■ **SHORT EXERCISE**: Could you copy out everything in the records below, from the line containing "Please tag the white countertop" down to the end of the records, with both ends included?

─── SUPPLIED RECORDS ───

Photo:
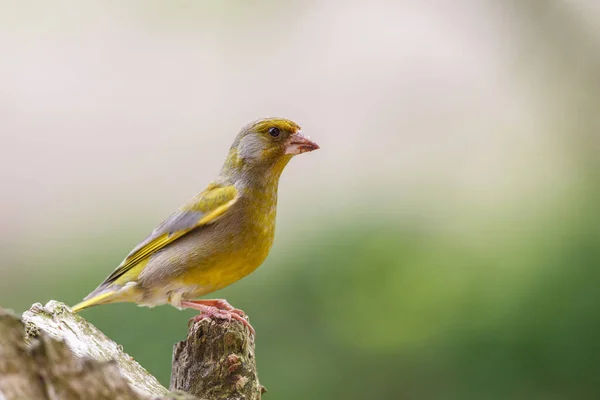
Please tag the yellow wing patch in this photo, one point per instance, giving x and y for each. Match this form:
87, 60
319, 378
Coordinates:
204, 209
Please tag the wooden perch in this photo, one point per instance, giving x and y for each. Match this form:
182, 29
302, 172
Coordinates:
54, 354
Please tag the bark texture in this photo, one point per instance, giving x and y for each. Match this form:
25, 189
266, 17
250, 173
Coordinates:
52, 353
216, 362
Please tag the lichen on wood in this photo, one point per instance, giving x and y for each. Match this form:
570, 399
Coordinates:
216, 361
52, 353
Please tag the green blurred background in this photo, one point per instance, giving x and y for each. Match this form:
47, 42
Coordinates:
444, 243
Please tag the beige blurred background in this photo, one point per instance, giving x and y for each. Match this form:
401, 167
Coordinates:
459, 137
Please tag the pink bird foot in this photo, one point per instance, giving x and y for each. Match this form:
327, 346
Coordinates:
218, 308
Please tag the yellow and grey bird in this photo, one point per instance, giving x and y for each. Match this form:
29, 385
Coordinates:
218, 237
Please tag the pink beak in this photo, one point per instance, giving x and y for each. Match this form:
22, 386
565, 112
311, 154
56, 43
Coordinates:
299, 143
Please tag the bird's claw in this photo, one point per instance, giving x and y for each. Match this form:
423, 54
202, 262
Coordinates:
221, 310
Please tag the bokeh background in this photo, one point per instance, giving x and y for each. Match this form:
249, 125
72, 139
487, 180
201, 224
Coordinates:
444, 243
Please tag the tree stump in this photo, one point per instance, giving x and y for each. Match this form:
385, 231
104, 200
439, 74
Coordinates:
52, 353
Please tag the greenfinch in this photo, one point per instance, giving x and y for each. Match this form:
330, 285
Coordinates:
218, 237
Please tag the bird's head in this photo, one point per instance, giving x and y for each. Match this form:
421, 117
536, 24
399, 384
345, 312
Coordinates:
264, 147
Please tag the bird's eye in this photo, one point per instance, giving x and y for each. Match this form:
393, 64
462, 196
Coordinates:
274, 131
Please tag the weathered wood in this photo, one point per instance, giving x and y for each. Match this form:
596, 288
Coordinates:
53, 353
216, 362
45, 368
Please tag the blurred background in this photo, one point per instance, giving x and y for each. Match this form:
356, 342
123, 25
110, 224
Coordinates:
444, 243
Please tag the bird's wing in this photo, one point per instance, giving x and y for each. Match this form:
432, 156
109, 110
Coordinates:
202, 210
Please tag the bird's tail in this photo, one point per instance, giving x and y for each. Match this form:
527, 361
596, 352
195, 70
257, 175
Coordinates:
101, 298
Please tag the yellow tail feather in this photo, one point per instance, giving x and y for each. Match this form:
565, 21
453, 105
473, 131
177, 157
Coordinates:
94, 301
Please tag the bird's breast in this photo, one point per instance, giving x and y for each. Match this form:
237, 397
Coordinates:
235, 245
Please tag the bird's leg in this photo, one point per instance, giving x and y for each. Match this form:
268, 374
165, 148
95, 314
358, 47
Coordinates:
217, 309
221, 304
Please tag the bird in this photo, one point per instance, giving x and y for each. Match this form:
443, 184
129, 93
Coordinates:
218, 237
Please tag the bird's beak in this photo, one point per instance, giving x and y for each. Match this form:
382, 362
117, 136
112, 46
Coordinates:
299, 143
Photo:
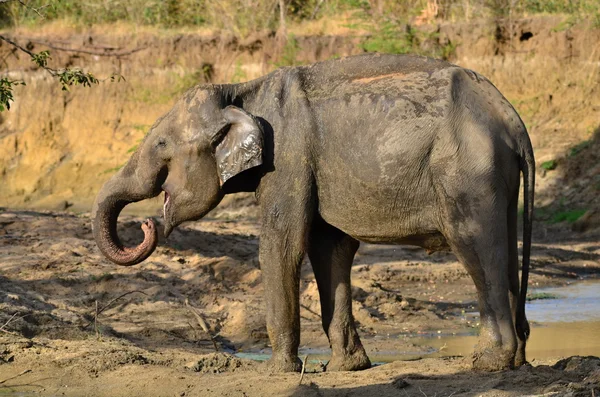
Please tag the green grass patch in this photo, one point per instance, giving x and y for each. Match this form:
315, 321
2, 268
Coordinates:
549, 165
575, 150
536, 296
289, 54
567, 216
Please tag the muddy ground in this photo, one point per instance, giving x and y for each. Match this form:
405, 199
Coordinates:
73, 324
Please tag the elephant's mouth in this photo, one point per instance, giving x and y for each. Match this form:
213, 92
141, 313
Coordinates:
166, 204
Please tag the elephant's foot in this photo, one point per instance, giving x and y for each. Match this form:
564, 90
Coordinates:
349, 362
493, 359
520, 357
278, 364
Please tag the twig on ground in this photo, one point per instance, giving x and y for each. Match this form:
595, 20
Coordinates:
97, 311
201, 322
10, 320
16, 376
303, 369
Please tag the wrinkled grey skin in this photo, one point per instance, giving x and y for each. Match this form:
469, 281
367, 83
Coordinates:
375, 148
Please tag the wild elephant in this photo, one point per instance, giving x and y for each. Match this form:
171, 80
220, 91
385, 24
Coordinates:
374, 148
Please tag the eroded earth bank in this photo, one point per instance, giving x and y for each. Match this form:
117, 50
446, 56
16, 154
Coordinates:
77, 325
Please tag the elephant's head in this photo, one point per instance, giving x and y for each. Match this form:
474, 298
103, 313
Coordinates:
193, 153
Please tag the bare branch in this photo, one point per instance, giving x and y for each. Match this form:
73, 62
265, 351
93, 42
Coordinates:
17, 375
106, 53
97, 311
36, 10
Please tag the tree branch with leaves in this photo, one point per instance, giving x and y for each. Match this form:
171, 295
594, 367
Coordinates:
66, 76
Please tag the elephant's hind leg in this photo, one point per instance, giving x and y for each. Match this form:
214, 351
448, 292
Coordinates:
480, 241
521, 324
331, 253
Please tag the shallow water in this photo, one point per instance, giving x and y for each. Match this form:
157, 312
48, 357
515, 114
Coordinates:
566, 326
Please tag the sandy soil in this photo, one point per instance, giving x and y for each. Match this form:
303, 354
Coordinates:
78, 325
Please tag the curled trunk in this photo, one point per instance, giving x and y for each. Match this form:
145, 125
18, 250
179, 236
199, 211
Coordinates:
104, 227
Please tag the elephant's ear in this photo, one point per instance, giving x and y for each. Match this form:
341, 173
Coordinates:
242, 146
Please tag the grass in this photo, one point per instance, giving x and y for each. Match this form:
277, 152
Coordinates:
535, 296
569, 216
575, 150
549, 165
234, 15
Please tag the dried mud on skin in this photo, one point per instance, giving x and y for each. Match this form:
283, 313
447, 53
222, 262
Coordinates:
150, 343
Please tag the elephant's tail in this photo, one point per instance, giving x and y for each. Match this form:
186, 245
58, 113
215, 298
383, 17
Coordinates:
528, 168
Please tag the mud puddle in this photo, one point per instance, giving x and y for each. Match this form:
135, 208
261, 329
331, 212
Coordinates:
565, 321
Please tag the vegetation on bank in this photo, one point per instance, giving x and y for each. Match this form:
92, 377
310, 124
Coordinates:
245, 16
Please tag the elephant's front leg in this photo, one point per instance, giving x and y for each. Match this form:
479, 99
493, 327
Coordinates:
331, 253
282, 241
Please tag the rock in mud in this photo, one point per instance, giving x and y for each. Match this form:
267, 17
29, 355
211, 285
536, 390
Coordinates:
216, 363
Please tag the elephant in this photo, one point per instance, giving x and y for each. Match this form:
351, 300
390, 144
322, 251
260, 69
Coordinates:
393, 149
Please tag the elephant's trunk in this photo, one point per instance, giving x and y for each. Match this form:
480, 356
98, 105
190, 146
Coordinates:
105, 233
120, 190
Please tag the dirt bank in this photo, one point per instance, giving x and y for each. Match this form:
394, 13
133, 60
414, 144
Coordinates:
57, 148
53, 281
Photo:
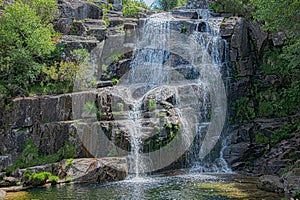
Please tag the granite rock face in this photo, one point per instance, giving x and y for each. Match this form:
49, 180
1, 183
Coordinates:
92, 170
49, 121
194, 4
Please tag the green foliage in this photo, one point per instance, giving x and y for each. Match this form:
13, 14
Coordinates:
30, 156
37, 179
70, 162
296, 194
53, 179
236, 7
112, 153
244, 111
68, 180
151, 105
26, 44
105, 8
285, 99
271, 13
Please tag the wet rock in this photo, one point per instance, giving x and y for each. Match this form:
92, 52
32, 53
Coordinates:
102, 84
194, 4
78, 10
2, 194
94, 170
189, 14
228, 26
270, 183
9, 181
236, 153
5, 161
278, 38
291, 180
259, 37
48, 121
115, 21
117, 4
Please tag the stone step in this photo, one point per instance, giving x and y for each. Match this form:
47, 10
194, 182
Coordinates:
102, 84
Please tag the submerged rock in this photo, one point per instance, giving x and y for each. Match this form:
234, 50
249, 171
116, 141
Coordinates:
2, 194
93, 170
270, 183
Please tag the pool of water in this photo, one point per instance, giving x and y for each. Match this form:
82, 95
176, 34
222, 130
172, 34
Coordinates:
171, 186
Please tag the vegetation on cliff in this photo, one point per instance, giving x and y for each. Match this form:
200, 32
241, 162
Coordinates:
30, 55
281, 61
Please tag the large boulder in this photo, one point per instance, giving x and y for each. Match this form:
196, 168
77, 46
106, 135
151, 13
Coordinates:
93, 170
291, 180
75, 10
47, 120
270, 183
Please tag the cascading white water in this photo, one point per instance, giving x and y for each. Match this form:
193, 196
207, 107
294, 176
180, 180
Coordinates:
197, 109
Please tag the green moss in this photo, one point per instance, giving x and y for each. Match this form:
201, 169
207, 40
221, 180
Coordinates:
53, 179
112, 153
69, 162
37, 179
115, 81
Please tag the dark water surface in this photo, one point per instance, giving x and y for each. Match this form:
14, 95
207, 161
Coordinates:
184, 186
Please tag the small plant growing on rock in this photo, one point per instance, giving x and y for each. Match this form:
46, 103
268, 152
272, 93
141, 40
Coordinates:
69, 162
53, 179
38, 179
115, 81
151, 105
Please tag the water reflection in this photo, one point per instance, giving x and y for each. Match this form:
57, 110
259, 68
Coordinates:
181, 186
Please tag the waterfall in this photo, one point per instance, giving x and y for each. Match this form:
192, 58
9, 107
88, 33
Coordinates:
174, 93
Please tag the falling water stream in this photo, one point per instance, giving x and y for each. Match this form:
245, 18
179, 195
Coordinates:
153, 75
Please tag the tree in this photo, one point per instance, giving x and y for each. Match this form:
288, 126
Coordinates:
278, 15
25, 39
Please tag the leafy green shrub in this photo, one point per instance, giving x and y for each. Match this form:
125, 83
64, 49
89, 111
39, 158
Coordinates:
32, 157
112, 153
53, 179
26, 43
37, 179
115, 81
244, 112
70, 162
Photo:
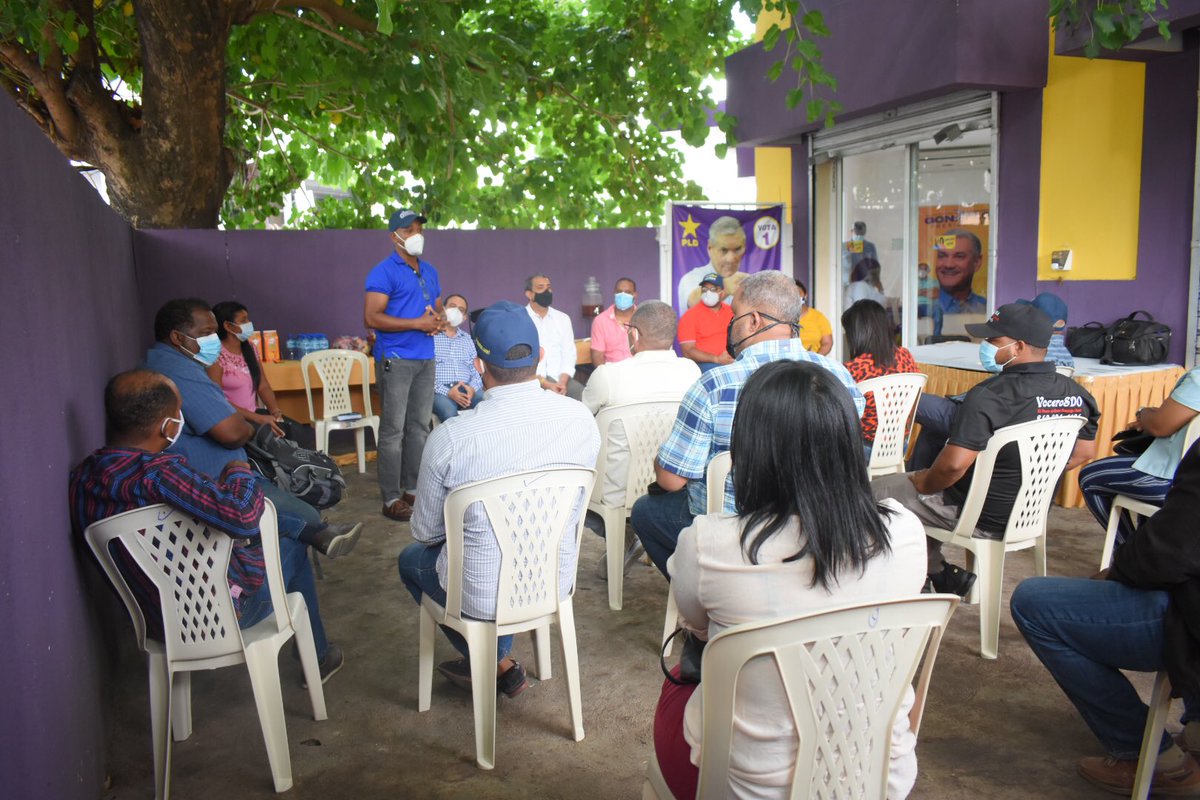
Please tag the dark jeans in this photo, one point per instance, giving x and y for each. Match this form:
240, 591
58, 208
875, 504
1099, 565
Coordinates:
297, 577
406, 392
419, 571
1086, 632
936, 417
658, 521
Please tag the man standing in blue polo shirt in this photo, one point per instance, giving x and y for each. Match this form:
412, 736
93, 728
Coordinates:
403, 306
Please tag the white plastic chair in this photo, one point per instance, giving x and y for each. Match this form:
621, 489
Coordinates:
187, 561
895, 397
845, 672
714, 486
647, 426
1156, 721
1045, 446
529, 513
334, 370
1138, 507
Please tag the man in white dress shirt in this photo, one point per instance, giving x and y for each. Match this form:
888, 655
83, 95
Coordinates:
654, 373
516, 427
556, 371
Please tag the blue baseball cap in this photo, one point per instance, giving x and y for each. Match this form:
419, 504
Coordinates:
403, 218
1051, 305
501, 328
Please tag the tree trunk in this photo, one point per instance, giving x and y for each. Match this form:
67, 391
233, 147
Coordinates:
174, 169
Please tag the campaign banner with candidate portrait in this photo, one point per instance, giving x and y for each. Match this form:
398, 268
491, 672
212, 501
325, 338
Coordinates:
691, 257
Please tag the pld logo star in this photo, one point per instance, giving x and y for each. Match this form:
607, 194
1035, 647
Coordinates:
689, 238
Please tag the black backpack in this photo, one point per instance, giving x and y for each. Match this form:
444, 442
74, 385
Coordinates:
307, 474
1132, 341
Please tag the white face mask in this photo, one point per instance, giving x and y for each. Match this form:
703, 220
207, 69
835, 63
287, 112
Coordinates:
179, 431
414, 245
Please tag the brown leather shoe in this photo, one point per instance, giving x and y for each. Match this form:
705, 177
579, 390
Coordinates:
1116, 776
399, 510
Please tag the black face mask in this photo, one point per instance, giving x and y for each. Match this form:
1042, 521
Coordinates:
731, 347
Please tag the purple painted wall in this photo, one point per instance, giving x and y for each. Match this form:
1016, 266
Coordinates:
299, 282
67, 325
1165, 214
930, 48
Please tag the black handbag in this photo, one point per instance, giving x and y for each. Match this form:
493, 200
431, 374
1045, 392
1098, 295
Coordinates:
1132, 341
690, 655
1087, 341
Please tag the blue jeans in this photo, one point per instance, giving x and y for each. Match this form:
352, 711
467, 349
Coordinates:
419, 572
297, 577
1086, 632
1103, 480
444, 408
658, 521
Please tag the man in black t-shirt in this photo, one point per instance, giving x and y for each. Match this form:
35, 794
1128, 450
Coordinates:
1026, 389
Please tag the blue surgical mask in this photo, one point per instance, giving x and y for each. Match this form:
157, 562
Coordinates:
210, 348
988, 356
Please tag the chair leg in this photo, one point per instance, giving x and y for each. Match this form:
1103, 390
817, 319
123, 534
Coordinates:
671, 620
263, 665
181, 705
160, 723
571, 665
481, 645
615, 545
425, 662
1156, 720
309, 663
1110, 536
540, 637
990, 560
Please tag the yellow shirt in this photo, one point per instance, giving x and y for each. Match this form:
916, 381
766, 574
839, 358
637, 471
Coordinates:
814, 326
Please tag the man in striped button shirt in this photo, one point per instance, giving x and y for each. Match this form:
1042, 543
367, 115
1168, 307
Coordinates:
517, 427
763, 329
456, 385
143, 417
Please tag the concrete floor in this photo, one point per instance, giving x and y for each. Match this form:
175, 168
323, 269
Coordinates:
993, 728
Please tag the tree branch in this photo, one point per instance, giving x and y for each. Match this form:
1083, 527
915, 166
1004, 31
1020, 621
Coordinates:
322, 29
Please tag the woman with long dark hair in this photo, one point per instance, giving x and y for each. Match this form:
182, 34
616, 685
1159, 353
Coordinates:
238, 370
808, 536
873, 353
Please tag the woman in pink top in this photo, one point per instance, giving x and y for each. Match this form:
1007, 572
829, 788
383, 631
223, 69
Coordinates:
238, 370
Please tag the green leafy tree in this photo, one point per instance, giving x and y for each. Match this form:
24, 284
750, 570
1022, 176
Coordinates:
509, 113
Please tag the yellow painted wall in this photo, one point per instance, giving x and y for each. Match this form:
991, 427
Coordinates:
1091, 167
773, 166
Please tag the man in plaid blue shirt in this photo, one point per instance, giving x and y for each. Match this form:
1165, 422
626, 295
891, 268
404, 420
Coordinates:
456, 385
766, 310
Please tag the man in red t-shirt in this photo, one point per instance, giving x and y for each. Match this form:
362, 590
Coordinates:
703, 328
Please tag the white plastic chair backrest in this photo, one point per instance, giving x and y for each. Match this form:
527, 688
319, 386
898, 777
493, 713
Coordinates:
529, 513
1045, 447
647, 425
187, 561
895, 396
845, 672
714, 481
334, 368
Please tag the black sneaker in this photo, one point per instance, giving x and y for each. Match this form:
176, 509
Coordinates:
952, 581
329, 666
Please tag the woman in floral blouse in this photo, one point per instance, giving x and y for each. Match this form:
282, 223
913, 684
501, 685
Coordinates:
873, 353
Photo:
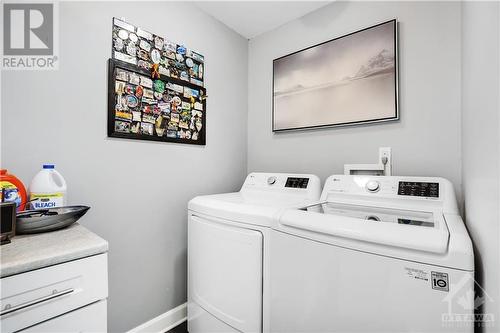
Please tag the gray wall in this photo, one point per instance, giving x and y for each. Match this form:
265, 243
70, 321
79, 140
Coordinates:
138, 190
480, 143
426, 142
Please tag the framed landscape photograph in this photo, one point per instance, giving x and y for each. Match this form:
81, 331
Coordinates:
348, 80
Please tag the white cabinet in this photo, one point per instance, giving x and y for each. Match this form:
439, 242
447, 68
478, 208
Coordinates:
66, 297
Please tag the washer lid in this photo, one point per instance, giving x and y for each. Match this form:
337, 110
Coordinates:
415, 230
376, 214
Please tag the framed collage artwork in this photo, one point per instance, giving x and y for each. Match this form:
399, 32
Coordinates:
155, 88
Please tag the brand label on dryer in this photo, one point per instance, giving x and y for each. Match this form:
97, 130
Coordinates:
440, 281
417, 274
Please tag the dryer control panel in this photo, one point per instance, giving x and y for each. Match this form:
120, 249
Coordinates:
304, 185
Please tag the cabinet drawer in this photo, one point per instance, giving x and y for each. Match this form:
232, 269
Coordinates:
91, 318
32, 297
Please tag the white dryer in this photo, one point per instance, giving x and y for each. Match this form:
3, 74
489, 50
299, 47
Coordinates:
379, 254
228, 250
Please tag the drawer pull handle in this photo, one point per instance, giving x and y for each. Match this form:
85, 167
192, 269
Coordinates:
9, 309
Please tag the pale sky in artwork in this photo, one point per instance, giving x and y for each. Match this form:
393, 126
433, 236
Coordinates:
333, 61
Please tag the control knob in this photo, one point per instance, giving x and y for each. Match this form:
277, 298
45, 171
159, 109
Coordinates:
373, 186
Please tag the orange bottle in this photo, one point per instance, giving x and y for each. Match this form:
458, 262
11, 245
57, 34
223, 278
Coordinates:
12, 189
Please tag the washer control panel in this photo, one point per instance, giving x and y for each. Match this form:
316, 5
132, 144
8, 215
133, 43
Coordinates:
296, 182
372, 186
381, 186
419, 189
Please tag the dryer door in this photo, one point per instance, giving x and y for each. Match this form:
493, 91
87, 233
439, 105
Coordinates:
225, 272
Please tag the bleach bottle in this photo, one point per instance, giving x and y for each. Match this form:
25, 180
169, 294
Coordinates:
47, 189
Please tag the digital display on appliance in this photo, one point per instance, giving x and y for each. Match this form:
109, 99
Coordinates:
419, 189
296, 182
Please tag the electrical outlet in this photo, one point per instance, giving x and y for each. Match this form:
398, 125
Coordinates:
386, 152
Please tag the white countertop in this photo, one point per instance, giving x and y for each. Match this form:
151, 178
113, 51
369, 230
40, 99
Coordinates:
29, 252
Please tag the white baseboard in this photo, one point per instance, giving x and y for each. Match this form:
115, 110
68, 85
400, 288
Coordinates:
163, 322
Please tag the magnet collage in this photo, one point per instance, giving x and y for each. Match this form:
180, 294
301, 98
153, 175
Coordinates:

───

■ **FULL ANSWER**:
Please tag the white countertop in this photo, one point per instance, giving x and y for each. Match this form:
151, 178
113, 51
369, 230
40, 99
Coordinates:
29, 252
Please tag the white baseboard in this photo, one point per instance, giving x and y for each. Match this form:
115, 110
68, 85
400, 288
Coordinates:
163, 322
Please tag the magnet collage in this photo, one point per instance, giving x and y for each. Match this form:
180, 294
301, 98
153, 175
Coordinates:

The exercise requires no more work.